**Texto da página**

Esses astrônomos iriam calcular a aceleração que as galáxias possuem. Duas equipes diferentes colheram os dados e aplicaram num cálculo que chegou ao resultado da expansão do Universo.

Além disso esse cálculo é refeito várias e várias vezes, e qualquer astrônomo que conheça as variáveis e possua os dados tem que chegar ao mesmo resultado. Se achasse um resultado diferente, teria que demonstrar como chegou nele****, e o processo recomeçaria.

Albert Einstein era um profundo conhecedor da física clássica e da matemática envolvida por trás dos conceitos da física. Quando ele elaborou a Teoria da Relatividade, teve que mostrar os cálculos, o trabalho original dele tem duas folhas de demonstração matemática. Os cálculos dele teriam que coincidir com a realidade, e foi o que aconteceu no famoso eclipse de 1919. Até hoje a Teoria da Relatividade é testada e comprovada, apesar da premissa dela ser bem heterodoxa.

 

*Crítica da Razão Pura, Immanuel Kant, pág 148, Coleção Clássicos para todos.

**Ideias no sentido de demonstrações matemáticas.

***Sem nenhum fundamento na experiência.

****Tem uma notícia da Folha de São Paulo que diz que acharam um resultado maior para a expansão do universo, a expansão seria mais rápida do que o calculado.

**Dados de origem**
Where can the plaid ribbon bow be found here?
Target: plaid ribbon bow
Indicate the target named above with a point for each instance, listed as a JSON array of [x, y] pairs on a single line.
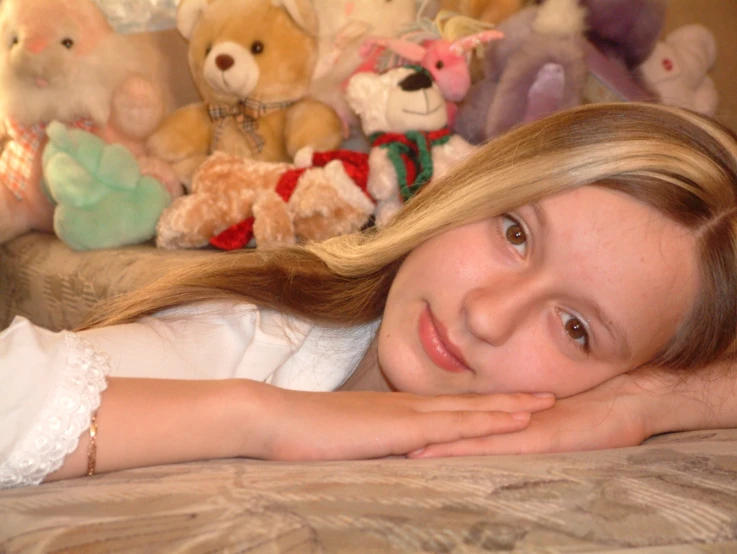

**Tarefa solicitada**
Transcreva sem alterações o trecho do texto da página que abre com as palavras contendo "Esses astrônomos iriam" e fecha com "o processo recomeçaria.". Os dados formam um material à parte e não dependem do texto da página.

**Solução**
Esses astrônomos iriam calcular a aceleração que as galáxias possuem. Duas equipes diferentes colheram os dados e aplicaram num cálculo que chegou ao resultado da expansão do Universo.

Além disso esse cálculo é refeito várias e várias vezes, e qualquer astrônomo que conheça as variáveis e possua os dados tem que chegar ao mesmo resultado. Se achasse um resultado diferente, teria que demonstrar como chegou nele****, e o processo recomeçaria.